■ Rows:
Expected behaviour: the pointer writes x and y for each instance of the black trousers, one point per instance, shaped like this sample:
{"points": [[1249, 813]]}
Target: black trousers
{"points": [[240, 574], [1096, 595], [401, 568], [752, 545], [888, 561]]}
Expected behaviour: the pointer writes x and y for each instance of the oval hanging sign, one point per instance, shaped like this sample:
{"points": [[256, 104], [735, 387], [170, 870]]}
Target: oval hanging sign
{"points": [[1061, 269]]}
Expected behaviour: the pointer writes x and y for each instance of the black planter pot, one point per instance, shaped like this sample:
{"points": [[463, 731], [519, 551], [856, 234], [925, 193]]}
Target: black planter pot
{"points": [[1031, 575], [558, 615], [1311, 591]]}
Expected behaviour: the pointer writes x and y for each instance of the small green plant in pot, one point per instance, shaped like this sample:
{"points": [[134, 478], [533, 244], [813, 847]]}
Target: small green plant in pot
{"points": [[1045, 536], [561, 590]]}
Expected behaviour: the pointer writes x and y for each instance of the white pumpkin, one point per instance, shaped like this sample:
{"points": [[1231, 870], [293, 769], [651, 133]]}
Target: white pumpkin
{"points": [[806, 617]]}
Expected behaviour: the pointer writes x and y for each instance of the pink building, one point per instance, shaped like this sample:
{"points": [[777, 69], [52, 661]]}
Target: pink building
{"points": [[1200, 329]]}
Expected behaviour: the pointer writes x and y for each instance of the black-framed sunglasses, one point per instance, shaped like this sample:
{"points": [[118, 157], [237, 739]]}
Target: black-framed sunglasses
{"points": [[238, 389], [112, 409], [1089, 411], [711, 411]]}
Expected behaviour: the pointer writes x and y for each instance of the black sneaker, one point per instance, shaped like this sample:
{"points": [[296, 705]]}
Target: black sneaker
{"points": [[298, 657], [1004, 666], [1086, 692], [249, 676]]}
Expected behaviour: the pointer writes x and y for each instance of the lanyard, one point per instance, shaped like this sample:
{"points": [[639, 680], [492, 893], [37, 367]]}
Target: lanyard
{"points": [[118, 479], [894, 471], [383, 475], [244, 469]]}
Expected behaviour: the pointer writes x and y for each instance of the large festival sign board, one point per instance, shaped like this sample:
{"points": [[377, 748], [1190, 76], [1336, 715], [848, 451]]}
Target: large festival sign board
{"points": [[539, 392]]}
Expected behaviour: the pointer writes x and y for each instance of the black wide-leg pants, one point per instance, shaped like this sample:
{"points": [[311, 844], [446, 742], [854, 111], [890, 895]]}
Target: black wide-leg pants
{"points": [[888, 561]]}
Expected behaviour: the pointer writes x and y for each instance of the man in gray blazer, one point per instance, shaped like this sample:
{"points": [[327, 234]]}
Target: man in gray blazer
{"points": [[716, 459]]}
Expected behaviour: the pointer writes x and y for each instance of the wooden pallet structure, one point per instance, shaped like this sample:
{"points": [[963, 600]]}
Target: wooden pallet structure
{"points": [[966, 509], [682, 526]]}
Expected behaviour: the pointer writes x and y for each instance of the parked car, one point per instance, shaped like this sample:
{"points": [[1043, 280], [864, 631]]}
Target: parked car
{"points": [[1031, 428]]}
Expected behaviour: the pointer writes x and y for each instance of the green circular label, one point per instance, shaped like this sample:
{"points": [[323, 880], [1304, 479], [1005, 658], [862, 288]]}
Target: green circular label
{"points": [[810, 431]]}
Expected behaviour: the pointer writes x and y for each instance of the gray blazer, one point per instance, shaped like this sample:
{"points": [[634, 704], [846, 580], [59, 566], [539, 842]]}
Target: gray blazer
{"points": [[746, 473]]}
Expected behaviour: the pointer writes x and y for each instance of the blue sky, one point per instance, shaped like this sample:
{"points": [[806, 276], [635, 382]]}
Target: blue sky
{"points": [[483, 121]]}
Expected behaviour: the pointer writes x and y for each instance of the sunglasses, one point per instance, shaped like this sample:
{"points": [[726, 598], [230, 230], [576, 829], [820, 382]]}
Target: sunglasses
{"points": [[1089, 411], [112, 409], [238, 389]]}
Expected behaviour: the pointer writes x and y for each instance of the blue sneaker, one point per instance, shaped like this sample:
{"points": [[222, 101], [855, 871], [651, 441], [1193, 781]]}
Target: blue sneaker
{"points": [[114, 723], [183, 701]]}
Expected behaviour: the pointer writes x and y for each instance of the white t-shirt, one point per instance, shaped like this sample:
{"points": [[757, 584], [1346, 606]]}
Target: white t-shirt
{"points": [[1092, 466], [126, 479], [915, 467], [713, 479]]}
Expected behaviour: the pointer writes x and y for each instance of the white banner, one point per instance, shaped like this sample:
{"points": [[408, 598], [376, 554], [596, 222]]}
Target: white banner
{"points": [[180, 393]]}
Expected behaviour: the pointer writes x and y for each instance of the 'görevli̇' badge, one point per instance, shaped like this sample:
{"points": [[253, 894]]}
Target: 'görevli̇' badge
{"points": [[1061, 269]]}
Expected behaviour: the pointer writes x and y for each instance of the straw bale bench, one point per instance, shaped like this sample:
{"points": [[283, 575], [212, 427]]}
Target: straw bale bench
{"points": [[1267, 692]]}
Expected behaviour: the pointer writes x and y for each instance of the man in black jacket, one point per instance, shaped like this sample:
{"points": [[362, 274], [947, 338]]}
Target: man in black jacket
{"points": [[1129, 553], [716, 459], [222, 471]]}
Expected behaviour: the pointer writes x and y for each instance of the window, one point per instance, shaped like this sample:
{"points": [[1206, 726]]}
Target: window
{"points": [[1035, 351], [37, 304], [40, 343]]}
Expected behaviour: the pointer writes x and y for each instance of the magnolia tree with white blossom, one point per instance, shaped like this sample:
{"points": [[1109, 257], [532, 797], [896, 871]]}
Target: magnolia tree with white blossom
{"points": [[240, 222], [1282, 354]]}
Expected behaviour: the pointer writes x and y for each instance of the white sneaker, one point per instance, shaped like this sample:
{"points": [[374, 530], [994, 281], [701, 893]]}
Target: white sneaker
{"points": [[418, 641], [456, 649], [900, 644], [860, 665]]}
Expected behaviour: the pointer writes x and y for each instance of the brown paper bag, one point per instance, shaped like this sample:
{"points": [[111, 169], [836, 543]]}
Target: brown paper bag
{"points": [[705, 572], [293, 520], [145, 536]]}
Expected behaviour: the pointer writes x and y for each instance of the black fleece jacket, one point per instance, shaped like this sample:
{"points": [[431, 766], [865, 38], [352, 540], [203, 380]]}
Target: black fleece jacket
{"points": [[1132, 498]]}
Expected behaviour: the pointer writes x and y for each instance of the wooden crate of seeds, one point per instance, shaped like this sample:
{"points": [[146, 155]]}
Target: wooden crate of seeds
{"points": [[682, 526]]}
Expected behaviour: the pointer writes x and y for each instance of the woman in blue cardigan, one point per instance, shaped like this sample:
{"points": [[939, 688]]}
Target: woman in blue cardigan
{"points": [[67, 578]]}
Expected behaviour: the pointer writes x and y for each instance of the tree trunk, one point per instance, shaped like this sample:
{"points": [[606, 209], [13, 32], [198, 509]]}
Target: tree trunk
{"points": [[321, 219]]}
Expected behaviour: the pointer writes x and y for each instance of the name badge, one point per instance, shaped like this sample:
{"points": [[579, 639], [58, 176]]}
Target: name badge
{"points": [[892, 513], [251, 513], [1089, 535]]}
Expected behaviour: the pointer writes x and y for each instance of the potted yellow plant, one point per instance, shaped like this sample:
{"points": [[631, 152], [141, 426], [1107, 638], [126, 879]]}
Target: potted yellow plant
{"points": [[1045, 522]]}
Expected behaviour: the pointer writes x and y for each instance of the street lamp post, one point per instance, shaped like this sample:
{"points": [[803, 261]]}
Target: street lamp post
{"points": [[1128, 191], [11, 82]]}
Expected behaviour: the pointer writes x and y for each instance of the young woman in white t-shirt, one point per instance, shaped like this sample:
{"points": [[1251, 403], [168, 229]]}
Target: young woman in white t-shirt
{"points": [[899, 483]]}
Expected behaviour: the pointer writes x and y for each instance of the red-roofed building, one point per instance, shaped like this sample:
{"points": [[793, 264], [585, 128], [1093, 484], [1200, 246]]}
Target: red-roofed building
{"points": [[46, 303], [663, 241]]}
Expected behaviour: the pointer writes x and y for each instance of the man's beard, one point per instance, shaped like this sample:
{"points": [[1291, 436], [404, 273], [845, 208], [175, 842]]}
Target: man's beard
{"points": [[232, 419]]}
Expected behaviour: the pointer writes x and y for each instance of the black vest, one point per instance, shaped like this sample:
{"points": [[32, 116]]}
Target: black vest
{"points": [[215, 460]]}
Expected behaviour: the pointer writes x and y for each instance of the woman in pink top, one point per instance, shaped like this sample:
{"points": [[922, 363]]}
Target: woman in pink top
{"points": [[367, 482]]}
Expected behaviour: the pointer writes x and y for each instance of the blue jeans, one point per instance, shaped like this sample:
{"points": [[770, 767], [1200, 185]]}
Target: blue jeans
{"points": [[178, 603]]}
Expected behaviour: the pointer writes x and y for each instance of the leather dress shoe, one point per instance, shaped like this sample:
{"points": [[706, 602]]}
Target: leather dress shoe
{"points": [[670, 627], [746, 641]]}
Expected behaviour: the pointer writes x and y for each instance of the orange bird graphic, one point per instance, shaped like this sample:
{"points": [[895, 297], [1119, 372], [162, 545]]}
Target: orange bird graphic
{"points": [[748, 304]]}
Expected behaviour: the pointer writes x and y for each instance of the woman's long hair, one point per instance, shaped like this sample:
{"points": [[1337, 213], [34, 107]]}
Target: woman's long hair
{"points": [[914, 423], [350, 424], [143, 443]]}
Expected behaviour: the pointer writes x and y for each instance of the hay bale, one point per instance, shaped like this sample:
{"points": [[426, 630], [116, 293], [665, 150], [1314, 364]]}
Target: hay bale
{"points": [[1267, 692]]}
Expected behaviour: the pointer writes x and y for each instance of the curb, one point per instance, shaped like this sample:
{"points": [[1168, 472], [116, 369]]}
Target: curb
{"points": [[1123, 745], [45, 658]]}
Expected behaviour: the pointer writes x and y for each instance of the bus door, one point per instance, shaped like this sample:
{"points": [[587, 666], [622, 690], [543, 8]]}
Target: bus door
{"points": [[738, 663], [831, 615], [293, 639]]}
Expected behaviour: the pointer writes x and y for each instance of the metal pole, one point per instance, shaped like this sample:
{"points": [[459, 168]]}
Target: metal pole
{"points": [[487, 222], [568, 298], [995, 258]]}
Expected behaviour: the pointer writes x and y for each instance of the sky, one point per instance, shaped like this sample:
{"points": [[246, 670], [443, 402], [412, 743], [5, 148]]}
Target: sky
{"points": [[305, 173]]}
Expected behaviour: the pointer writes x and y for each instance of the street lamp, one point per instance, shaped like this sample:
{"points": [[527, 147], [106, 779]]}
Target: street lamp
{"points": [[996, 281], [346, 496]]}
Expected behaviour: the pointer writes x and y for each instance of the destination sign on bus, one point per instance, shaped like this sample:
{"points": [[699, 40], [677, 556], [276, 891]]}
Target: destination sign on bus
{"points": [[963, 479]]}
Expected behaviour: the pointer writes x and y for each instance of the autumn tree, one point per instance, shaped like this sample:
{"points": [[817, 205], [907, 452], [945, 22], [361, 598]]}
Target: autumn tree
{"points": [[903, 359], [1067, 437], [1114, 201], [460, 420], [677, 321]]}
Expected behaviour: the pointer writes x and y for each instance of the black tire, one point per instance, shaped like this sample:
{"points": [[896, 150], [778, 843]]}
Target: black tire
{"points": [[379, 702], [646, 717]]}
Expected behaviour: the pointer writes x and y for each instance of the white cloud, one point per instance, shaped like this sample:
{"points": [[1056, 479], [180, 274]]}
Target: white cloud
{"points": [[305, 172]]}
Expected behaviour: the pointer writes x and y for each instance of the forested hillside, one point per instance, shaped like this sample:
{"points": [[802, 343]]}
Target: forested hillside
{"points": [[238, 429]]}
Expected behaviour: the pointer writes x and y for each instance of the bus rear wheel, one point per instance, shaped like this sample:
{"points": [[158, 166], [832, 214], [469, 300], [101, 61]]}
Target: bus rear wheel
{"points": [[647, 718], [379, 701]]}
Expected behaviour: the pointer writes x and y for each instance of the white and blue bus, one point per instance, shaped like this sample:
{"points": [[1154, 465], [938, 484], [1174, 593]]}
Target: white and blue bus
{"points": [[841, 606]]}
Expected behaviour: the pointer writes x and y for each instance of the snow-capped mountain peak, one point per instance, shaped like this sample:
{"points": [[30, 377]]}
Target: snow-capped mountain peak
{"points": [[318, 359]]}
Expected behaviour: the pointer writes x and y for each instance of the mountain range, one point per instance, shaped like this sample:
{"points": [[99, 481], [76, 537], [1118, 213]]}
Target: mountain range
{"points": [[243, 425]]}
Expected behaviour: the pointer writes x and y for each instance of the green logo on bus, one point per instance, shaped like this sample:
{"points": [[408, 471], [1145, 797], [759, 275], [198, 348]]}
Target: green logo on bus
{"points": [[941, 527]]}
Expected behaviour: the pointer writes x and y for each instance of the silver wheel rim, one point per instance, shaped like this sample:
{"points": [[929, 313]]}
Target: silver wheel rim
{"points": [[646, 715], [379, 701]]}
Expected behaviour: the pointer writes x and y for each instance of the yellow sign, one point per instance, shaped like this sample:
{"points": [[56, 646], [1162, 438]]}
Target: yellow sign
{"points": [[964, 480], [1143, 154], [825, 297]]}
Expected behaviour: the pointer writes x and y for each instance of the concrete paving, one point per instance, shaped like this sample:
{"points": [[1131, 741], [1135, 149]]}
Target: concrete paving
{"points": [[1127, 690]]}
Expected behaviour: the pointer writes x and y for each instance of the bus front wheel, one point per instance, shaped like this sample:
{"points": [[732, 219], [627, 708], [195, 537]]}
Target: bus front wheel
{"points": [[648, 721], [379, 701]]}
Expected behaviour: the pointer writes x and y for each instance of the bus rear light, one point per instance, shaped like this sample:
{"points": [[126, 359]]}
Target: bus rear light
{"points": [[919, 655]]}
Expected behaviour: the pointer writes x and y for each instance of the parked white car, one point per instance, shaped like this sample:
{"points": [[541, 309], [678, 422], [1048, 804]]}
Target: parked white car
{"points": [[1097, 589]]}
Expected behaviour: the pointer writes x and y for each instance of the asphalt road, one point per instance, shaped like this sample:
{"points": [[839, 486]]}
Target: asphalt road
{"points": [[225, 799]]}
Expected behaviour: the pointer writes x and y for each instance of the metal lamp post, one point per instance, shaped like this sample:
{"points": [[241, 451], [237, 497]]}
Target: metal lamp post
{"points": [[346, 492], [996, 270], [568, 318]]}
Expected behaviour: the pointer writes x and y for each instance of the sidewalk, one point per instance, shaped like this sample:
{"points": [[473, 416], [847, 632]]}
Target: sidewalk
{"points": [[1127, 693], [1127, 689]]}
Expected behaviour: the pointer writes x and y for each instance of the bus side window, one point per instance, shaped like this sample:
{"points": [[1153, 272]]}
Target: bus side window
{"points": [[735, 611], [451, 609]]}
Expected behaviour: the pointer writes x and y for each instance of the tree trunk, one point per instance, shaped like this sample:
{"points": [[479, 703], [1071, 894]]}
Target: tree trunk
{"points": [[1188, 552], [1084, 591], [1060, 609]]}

■ Problem:
Everything from the line containing "of the concrete" to the end of the records must be written out exactly; include both of those lines and no others.

■ Final answer:
Expected behaviour: the pointer writes x and y for each instance of the concrete paving, one point per instance, shaped like this sample:
{"points": [[1131, 741], [1135, 149]]}
Target: concrete paving
{"points": [[1127, 690]]}
Expected behaviour: the pointer writes x and y for each instance of the bus front wheel, one point per instance, shaped like this sample:
{"points": [[732, 219], [627, 708], [195, 537]]}
Target: bus front wheel
{"points": [[648, 721], [379, 701]]}
Expected behaviour: the pointer writes x and y for each instance of the bus rear light, one point per instance, shaped like this sample:
{"points": [[126, 359]]}
Target: bus rear light
{"points": [[919, 655]]}
Expected behaviour: the pointer writes x and y for each instance of the parked white car, one point per instance, shaped like this sample:
{"points": [[541, 309], [678, 422], [1048, 804]]}
Target: parked white car
{"points": [[1097, 589]]}
Expected behaviour: the pointer writes x and y for each instance of the asphalt road, one point per instance, shaped like this sample:
{"points": [[839, 486]]}
Target: asphalt road
{"points": [[225, 799]]}
Expected behaviour: the pointer writes x and y for each instance of the metal lamp post, one point per instance, shaped like this sample:
{"points": [[241, 451], [237, 497]]}
Target: metal lamp post
{"points": [[346, 492], [996, 270], [568, 318]]}
Expected behaviour: the pointer writes x and y for each instance of the sidewalk, one point per instance, shaped like this sample:
{"points": [[473, 416], [847, 632]]}
Target: sidewalk
{"points": [[1127, 693], [1127, 689]]}
Expected behaviour: the pointer writes x and y for each instance of the bus side window, one point per instance, shaped like this sample:
{"points": [[1153, 272]]}
Target: bus side window
{"points": [[735, 611], [451, 609]]}
Expected behaviour: the pointer writes x and y for each instance of the tree trunk, one point per instance, shaped like this sample:
{"points": [[479, 703], [1071, 894]]}
Target: tree trunk
{"points": [[1188, 552], [1084, 591], [1060, 609]]}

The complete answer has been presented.